> [Brief A]: Summarize the passage on the northern Perth Basin in two sentences.
> [Brief B]: Return each line of the listing that contains the string "wall".

Targeting Fracture Permeability For Geothermal Developments In The North Perth Basin
Mark Ballesteros, Gary Meyer, Jim McDairimid, Adrian Larking, Green Rock Energy Ltd; Ralf Oppermann, OPPtimal Exploration and Development Pty Ltd





![Fig. 6. Comparison of reflectivity data with regional fault extraction results. Same time slice) through different volumes: (a) Reflectivity, (b) Fracture Network (red=high confidence, green=low confidence), (c) Fracture Network Reflectivity [Beharra Springs 3D seismic data set, time slices at 1,150 msec].](/images/article/1948/sz/6.jpg)



Introduction
The northern Perth Basin (NPB) offers one of the most attractive areas for Hot Sedimentary Aquifer (HSA) geothermal projects in Australia. Key geological ingredients for a working geothermal system include a heat source and a heat trap in the form of thermally insulating rocks such as coals or low thermal conductivity shales with underlying naturally permeable, cavernous or fractured reservoir rocks (Cooper and Beardsmore, 2008). Available data suggests that the NPB has all of these attributes.
The technical evaluation of the NPB has identified a number of attractive target areas, with permeability associated with open natural fractures providing the most attractive potential reservoir. The Upper Rhine Graben in Europe provides a valuable analogue for the NPB geological model (Larking et al, 2010). Germany currently hosts two commercial HSA geothermal power plants, including the Unterhaching plant near Munich in southern Germany, and one in Landau in the Upper Rhine Graben. A third plant is now under construction at Insheim, close to Landau. An additional facility, the Soultz Research and Development plant, is located nearby in the Upper Rhine Graben in France (Schindler et. al, 2010). Importantly, all of these HSA plants produce exclusively from fractures.
Regional Setting
The NPB target area is located at the northern end of the Perth Basin, a north-south trending 1000 km-long rift basin which formed during the Permian to Early Cretaceous. The area has a complex tectonic history resulting in the development of extensive fault and fracture networks. The regional geology of the area is discussed by Mory and Iasky (1996) and the geological setting of the project area is described in more detail by Larking et al (2010, 2011). The structural setting in the project area is shown in Figure 1.

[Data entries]
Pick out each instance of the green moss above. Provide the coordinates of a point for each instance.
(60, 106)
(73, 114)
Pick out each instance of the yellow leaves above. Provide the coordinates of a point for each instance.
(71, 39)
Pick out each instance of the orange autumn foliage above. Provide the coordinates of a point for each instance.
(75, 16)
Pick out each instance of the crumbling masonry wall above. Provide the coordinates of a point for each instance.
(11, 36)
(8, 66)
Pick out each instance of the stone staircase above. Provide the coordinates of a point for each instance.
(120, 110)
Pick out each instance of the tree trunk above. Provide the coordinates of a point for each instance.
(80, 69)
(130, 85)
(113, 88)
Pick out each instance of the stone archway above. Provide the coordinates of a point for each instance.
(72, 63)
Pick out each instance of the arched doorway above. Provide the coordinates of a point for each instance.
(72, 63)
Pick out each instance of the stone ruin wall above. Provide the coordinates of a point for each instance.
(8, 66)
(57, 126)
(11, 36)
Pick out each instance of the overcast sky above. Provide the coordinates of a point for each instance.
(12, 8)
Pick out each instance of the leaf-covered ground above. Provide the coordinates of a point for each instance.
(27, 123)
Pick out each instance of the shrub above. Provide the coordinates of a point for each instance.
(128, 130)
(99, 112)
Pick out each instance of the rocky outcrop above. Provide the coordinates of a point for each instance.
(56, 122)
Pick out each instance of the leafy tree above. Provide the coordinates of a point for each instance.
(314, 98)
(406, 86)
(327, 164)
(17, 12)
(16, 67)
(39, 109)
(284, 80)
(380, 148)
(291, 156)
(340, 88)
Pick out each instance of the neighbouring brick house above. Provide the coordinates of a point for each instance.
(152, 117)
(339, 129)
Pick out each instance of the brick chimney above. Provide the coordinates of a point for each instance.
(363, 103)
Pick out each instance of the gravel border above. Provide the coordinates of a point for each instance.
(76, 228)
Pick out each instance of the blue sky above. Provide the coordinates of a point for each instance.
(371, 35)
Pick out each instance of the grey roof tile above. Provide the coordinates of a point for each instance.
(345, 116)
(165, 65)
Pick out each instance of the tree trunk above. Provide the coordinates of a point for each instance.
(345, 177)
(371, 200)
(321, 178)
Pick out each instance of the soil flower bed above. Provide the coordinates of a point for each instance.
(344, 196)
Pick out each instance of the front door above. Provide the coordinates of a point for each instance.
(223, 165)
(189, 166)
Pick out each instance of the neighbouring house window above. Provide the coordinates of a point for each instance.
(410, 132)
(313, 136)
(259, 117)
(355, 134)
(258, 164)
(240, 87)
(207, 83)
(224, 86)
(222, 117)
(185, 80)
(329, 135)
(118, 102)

> [Right answer A]: The northern Perth Basin is among the most attractive areas in Australia for Hot Sedimentary Aquifer geothermal projects. Its most promising potential reservoir is permeability from open natural fractures, and the Upper Rhine Graben in Europe, where all the Hot Sedimentary Aquifer plants produce exclusively from fractures, serves as a valuable analogue.

> [Right answer B]:
Pick out each instance of the crumbling masonry wall above. Provide the coordinates of a point for each instance.
Pick out each instance of the stone ruin wall above. Provide the coordinates of a point for each instance.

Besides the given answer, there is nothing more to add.